## Records held in a dataset
* * * * * * *
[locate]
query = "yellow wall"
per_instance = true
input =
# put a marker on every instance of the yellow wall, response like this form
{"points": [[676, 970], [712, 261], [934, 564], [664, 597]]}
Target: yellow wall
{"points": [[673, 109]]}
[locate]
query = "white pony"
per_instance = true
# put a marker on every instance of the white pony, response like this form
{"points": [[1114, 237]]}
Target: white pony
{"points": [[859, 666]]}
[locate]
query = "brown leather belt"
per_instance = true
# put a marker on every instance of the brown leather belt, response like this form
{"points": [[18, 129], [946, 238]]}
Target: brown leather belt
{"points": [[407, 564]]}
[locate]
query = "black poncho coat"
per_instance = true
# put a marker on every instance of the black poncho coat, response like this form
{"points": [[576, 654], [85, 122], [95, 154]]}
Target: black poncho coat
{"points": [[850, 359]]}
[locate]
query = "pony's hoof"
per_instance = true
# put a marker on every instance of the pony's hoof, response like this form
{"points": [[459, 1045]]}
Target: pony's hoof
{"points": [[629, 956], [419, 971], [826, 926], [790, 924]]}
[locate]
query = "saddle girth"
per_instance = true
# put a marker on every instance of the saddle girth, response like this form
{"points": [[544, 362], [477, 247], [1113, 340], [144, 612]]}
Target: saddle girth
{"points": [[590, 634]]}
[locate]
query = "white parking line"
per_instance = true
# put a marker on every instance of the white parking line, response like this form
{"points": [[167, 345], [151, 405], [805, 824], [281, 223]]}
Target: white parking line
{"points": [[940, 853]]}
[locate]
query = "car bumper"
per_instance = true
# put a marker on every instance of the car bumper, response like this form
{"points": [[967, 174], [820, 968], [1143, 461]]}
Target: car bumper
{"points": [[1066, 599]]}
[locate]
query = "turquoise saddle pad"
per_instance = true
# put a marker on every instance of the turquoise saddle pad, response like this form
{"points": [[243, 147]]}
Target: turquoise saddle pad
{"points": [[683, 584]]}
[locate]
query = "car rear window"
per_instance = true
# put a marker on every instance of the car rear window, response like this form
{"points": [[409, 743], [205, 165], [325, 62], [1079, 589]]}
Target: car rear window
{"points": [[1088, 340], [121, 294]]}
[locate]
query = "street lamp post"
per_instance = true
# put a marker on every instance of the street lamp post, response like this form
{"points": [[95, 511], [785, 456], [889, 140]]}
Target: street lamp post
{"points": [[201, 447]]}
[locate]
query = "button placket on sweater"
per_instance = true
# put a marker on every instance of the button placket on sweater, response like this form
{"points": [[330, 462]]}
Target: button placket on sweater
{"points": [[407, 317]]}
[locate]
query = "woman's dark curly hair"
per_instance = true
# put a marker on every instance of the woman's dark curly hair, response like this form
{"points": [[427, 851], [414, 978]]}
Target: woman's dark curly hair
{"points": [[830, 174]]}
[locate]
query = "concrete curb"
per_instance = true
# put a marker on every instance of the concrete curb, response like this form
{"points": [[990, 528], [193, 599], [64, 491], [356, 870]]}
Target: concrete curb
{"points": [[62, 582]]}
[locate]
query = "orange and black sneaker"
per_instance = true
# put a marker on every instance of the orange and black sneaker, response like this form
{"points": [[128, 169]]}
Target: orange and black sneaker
* * * * * * *
## TASK REQUIREMENTS
Identify each line in the records above that contains the word "turquoise" and copy those lines. Matching is case-sensitive.

## TASK RESULT
query = "turquoise saddle pad"
# put a marker on every instance of the turquoise saddle pad, response like this form
Target: turquoise saddle pad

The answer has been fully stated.